> SET TASK
Copy every entry exactly.

> Items listed in a dataset
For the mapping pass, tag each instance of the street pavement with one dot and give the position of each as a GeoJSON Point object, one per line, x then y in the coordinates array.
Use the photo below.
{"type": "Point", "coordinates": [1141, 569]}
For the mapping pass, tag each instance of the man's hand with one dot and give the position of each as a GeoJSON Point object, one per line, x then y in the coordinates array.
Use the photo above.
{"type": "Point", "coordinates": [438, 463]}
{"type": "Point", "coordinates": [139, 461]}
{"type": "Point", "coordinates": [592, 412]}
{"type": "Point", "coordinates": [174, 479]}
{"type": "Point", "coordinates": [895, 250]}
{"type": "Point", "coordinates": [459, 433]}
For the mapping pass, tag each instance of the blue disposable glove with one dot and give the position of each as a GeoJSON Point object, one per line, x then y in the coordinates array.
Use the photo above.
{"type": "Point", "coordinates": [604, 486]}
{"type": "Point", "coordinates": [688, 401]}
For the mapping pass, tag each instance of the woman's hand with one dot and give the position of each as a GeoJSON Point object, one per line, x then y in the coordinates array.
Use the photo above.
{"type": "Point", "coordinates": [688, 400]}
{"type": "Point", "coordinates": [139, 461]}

> WRITTEN SOLUTION
For the mapping pass, tag each instance of the street pavement with one dot and give the position of each as a GeoJSON Point object, one per line, x then y in the coordinates array.
Use the photo below.
{"type": "Point", "coordinates": [1141, 569]}
For the mapping pass, tag each instance of the man's hand with one dot and give the position of each as a GeoJSON Point object, one per line, x then y in the coordinates array.
Use the photo above.
{"type": "Point", "coordinates": [438, 463]}
{"type": "Point", "coordinates": [139, 461]}
{"type": "Point", "coordinates": [592, 412]}
{"type": "Point", "coordinates": [174, 479]}
{"type": "Point", "coordinates": [895, 250]}
{"type": "Point", "coordinates": [459, 433]}
For the mapping pass, tag each instance of the blue disposable glove with one dot and give the position of each as a GeoJSON Point object, one per line, x then y in the coordinates array.
Use the photo above.
{"type": "Point", "coordinates": [604, 486]}
{"type": "Point", "coordinates": [688, 401]}
For the mapping pass, tag each instance of the woman's hand with one dot and give the position of each as a GeoJSON Point object, one per line, x then y in the coordinates array.
Use the photo above.
{"type": "Point", "coordinates": [688, 400]}
{"type": "Point", "coordinates": [139, 461]}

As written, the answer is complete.